Tarefa do exercício
No trecho sobre cozinhas de restaurante, qual é o título do livro do chef Anthony Bourdain? Responda, por favor, em poucas palavras.

A cara que apresentamos aos outros é como o prato que chega bem montado na mesa, sem vestígio do turbilhão em que se originou.
Depois das revelações do chef franco-novaiorquino Anthony Bourdain no
seu livro “Kitchen confidential”, publicado há alguns anos, muita gente
passou a desconfiar do que comia em restaurantes.
Aparentemente, aquele mito de cozinheiros fazendo higiene íntima com a
sopa antes de mandá-la para a sua mesa não era mito. Pelo menos em Nova
York, segundo Bourdain, as cozinhas eram versões revisadas do Inferno de
Dante que podiam até incluir o Dante comendo a Beatriz enquanto ela
mexia o molho.
O livro foi um “succès de repugnance” nos Estados Unidos e deve ter
contribuído para aumentar a onda de restaurantes com vitrine dando para a
cozinha, para mostrar que não há nada a esconder. O que é uma pena,
porque o contraste entre cozinha e salão faz do restaurante uma boa
metáfora para a divisão de tudo — inclusive a gente — entre bastidores
caóticos e frentes enganosas.

Material fornecido
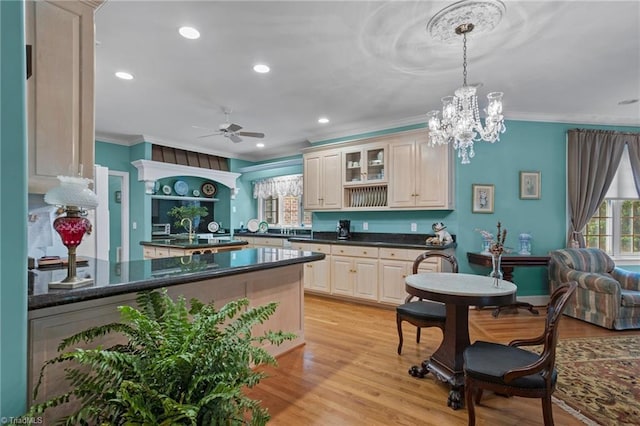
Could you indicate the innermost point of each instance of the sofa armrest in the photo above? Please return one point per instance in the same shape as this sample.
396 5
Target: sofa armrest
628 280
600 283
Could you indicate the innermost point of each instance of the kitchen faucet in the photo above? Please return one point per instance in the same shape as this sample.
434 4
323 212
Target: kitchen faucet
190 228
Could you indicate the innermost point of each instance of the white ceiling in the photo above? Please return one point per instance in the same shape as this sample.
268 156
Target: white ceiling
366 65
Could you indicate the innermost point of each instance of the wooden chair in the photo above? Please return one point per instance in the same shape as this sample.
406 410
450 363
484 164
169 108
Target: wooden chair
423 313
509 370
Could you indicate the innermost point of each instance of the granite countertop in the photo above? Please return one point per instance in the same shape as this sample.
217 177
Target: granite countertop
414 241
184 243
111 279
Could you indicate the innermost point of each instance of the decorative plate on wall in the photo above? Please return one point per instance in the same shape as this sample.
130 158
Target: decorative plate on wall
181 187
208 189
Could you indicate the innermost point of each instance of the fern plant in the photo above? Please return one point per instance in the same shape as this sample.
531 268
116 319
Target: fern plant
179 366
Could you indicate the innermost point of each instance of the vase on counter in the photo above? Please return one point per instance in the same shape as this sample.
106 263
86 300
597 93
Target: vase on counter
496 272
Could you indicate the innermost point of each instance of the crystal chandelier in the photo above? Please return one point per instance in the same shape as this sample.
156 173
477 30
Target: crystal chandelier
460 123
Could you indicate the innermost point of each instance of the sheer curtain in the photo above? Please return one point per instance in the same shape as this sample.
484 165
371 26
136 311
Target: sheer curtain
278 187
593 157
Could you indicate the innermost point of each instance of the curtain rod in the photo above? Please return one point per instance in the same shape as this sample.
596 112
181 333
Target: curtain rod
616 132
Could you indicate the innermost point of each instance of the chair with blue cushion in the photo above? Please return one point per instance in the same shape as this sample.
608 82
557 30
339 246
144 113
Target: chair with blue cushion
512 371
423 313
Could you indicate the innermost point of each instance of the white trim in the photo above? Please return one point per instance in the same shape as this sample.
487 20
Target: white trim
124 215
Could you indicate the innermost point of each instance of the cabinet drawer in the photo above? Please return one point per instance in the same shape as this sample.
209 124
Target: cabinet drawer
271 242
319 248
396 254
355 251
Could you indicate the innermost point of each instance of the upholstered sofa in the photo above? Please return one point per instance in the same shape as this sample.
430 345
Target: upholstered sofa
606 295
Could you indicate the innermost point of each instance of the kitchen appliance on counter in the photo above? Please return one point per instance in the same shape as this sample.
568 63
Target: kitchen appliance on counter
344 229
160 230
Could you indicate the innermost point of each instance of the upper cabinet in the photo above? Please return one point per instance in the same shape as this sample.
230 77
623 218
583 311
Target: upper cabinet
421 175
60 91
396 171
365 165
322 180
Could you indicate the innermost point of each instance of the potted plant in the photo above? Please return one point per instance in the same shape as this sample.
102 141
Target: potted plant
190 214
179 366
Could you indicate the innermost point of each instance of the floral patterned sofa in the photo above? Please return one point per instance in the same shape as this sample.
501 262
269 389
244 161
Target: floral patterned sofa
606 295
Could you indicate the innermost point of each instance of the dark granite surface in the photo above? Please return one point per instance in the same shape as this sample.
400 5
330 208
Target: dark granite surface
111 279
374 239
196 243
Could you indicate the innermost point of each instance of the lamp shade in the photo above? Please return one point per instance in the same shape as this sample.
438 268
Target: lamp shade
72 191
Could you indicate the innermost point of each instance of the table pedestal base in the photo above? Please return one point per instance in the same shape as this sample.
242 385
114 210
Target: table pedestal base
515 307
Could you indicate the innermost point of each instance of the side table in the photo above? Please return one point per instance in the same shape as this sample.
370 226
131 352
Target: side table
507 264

Resultado do exercício
“Kitchen confidential”.